Activity
Render this sentence from the article below about Pearl Harbor submarine crews receiving the COVID-19 vaccine in Spanish: "The vaccinations are among the first for ship crews in the Pacific revealed by the Navy."

Reading text

Pearl sub crews get COVID-19 vaccine

The Navy last week gave the COVID-19 Pfizer vaccine to some Pearl Harbor fast-attack submarine crews — an indication of the priority given to keeping subsea sailors healthy aboard the warships that are critical to national security but notorious for their close quarters.

The vaccinations are among the first for ship crews in the Pacific revealed by the Navy.

Health care providers, first responders and command teams have so far been the main target of the limited doses of vaccine doled out by the Defense Department in Hawaii.

But sailors aboard the Los Angeles-class submarines USS Springfield and USS Jefferson City were among those getting the first of two Pfizer vaccinations at Joint Base Pearl Harbor-Hickam on Dec. 23, according to the U.S. Pacific Fleet submarine force.

Sonar Technician Submarine 1st Class Cameron Mallonee from Wasilla, Alaska, assigned to the Springfield, and Electronics Technician (Nuclear) 2nd Class Matthew Dines from Janesville, Wis., who is on the Jefferson City, received their inoculations nearly a week ahead of Adm. John Aquilino, the 4-star commander of U.S. Pacific Fleet.

“Submarine sailors are just some of the operational forces — which also include medical and first responders — to receive the vaccine. We’re just a piece of it,” said Chief Amanda Gray, a spokeswoman for the Pacific submarine force headquartered at Pearl Harbor.

A follow-up dose of the Pfizer vaccine is needed 21 days later. The Navy said its initial intent is to vaccinate units deploying within three to six months. Pearl Harbor has about 15 Los Angeles- and Virginia-class subs.

Testifying before a Senate subcommittee on Dec. 2, Navy Secretary Kenneth Braithwaite said “both the Marine Corps and our Navy have done a phenomenal job in the aftermath of the lessons we learned from USS Teddy Roosevelt.”

The aircraft carrier was sidelined in Guam for nearly two months in the spring with a coronavirus outbreak. According to a JAMA Network research letter, of 4,085 USS Theodore Roosevelt sailors who disembarked, 736 had a COVID-19 diagnosis. Some 590 sailors were characterized as symptomatic. Another 146 were asymptomatic, six were hospitalized and one died.

Extracted entries
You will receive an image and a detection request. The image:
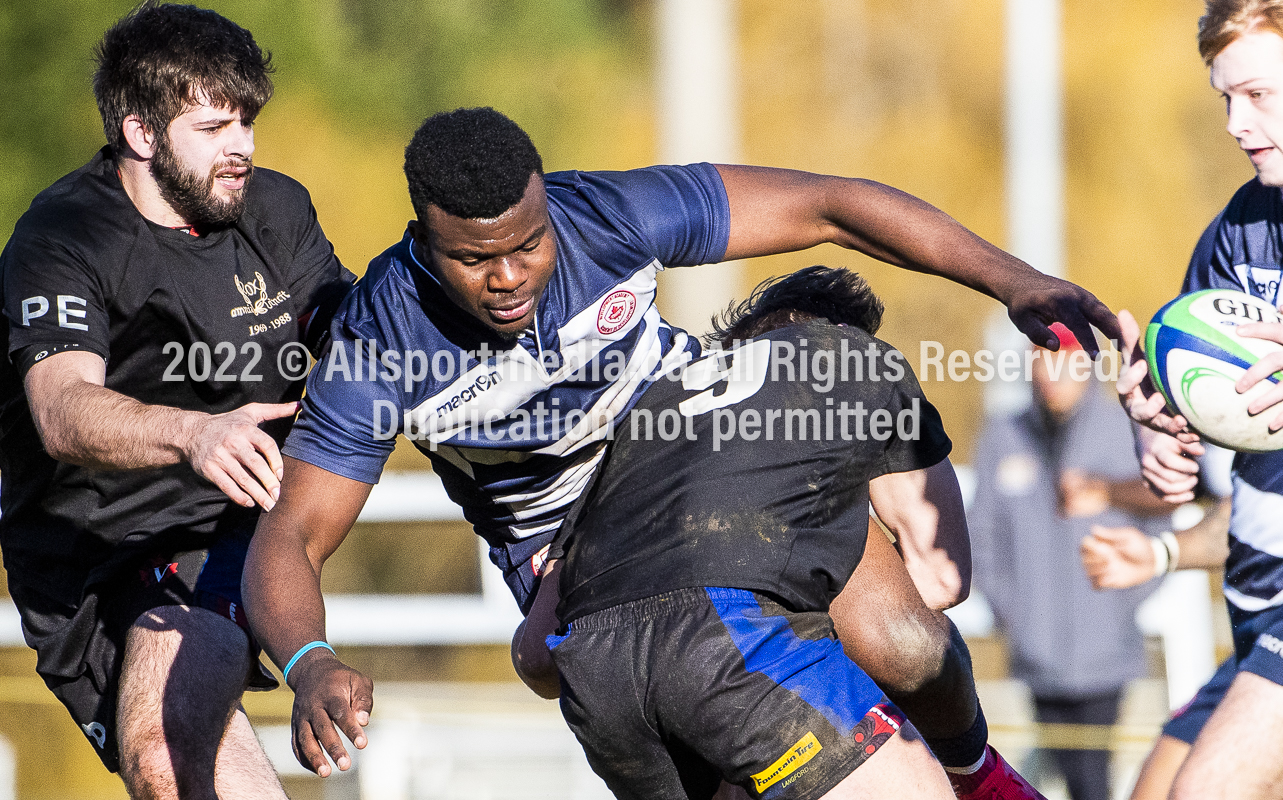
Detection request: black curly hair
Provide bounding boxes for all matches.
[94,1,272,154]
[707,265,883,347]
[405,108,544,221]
--
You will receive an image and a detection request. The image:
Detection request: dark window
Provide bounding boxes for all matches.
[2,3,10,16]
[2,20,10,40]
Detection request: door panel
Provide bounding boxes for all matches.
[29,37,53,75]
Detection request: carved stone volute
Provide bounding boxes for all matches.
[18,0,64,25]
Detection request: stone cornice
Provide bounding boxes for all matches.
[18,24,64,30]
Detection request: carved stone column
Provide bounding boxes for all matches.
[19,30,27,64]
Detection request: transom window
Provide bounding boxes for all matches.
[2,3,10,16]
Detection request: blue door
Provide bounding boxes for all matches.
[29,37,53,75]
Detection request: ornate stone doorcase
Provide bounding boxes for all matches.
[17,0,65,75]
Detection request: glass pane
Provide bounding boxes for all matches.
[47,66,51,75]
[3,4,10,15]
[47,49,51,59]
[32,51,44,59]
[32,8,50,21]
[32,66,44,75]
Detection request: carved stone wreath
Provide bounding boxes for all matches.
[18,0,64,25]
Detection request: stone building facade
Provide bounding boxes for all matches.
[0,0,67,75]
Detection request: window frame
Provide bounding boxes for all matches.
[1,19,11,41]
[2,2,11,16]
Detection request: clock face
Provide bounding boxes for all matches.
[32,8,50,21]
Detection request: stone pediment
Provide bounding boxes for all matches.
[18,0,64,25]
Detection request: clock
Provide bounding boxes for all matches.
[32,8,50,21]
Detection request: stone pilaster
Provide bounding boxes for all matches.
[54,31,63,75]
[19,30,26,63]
--
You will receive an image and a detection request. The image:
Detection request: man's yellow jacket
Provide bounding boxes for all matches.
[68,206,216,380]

Task response
Las vacunaciones están entre las primeras para tripulaciones de buques en el Pacífico que ha dado a conocer la Marina.